→ OBJECTIVE:
Write out the records below word for word, please.

(Point labeling examples)
»»

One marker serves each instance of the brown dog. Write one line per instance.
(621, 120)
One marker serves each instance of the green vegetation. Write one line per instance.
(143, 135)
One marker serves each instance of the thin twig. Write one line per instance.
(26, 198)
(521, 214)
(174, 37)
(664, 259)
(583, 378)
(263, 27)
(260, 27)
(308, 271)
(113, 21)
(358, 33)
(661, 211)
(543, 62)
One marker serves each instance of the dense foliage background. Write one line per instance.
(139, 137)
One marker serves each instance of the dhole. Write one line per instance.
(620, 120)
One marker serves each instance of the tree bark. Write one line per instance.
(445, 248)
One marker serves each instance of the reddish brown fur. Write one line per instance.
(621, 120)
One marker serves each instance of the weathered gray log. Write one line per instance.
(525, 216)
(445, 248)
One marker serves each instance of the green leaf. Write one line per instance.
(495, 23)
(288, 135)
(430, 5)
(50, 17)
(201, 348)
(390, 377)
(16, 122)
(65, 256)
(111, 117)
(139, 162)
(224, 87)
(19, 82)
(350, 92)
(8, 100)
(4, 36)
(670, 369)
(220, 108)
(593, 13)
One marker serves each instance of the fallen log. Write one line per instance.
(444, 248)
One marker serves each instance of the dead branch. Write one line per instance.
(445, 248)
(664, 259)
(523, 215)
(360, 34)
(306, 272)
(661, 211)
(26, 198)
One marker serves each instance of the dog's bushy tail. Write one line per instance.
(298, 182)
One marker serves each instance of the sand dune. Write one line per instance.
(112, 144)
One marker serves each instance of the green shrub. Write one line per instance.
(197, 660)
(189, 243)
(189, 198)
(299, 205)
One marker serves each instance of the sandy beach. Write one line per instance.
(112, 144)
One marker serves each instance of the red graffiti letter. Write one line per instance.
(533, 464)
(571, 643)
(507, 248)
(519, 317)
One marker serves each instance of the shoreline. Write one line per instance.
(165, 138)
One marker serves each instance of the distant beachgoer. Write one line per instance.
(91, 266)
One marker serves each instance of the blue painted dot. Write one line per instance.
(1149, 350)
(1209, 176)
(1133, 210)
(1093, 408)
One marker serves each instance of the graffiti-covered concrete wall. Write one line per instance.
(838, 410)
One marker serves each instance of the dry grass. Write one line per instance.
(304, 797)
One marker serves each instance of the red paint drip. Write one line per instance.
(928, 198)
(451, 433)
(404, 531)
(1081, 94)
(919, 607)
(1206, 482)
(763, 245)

««

→ WRITTEN ANSWER:
One marker serves each instance of the brown dog. Write one line per instance.
(621, 120)
One marker serves each instance of the green vegetation. Write one line per instance.
(143, 135)
One marker serves each instance of the thin twig. Write one line per instance.
(26, 198)
(521, 214)
(174, 37)
(664, 259)
(583, 378)
(263, 27)
(260, 27)
(308, 271)
(113, 21)
(358, 33)
(661, 211)
(543, 62)
One marker serves each instance of the dense foliage background. Write one line per instance.
(139, 137)
One marker serves each instance of the dhole. Write one line per instance.
(620, 120)
One marker serves each instance of the tree bark. Write one line per instance.
(445, 248)
One marker serves each instance of the reddish brown fur. Write one line per instance.
(621, 120)
One marker serves each instance of the weathered gray log. Write one line per instance.
(525, 216)
(445, 248)
One marker serves each instance of the green leaf. Write one line per instance.
(495, 23)
(288, 135)
(430, 5)
(50, 17)
(201, 348)
(390, 377)
(16, 122)
(65, 256)
(111, 117)
(139, 162)
(224, 87)
(19, 82)
(350, 92)
(8, 100)
(4, 36)
(670, 369)
(220, 108)
(593, 13)
One marker serves each instance of the fallen log. Write one line per instance.
(444, 248)
One marker serves each instance of the dead branch. Write one line per instance.
(445, 248)
(664, 259)
(523, 215)
(360, 34)
(306, 272)
(661, 211)
(26, 198)
One marker serves each instance of the dog's bushy tail. Write one line per instance.
(298, 182)
One marker serves each instance of the sand dune. Write one line per instance.
(112, 144)
One marker serves each instance of the green shrub. Write one line per instance.
(197, 660)
(189, 243)
(189, 198)
(299, 205)
One marker serves each instance of the sandy beach. Write one line per instance.
(112, 144)
One marker serves each instance of the red graffiti letter. Write one line per instance.
(533, 464)
(571, 643)
(507, 248)
(519, 317)
One marker serves each instance of the shoreline. Write one line per instance.
(165, 138)
One marker serves each instance of the distant beachgoer. Write one line per instance.
(91, 266)
One marker serves each instance of the blue painted dot. Write one line per instance.
(1149, 350)
(1209, 176)
(1133, 210)
(1093, 408)
One marker serves each instance of the graffiti-covered concrete wall. Write one line per instance.
(838, 410)
One marker serves each instance of the dry grass. Write one line per instance.
(304, 797)
One marker serves each instance of the red paint drip. Write one line per instance.
(928, 198)
(451, 433)
(404, 531)
(1081, 94)
(919, 607)
(1206, 482)
(763, 245)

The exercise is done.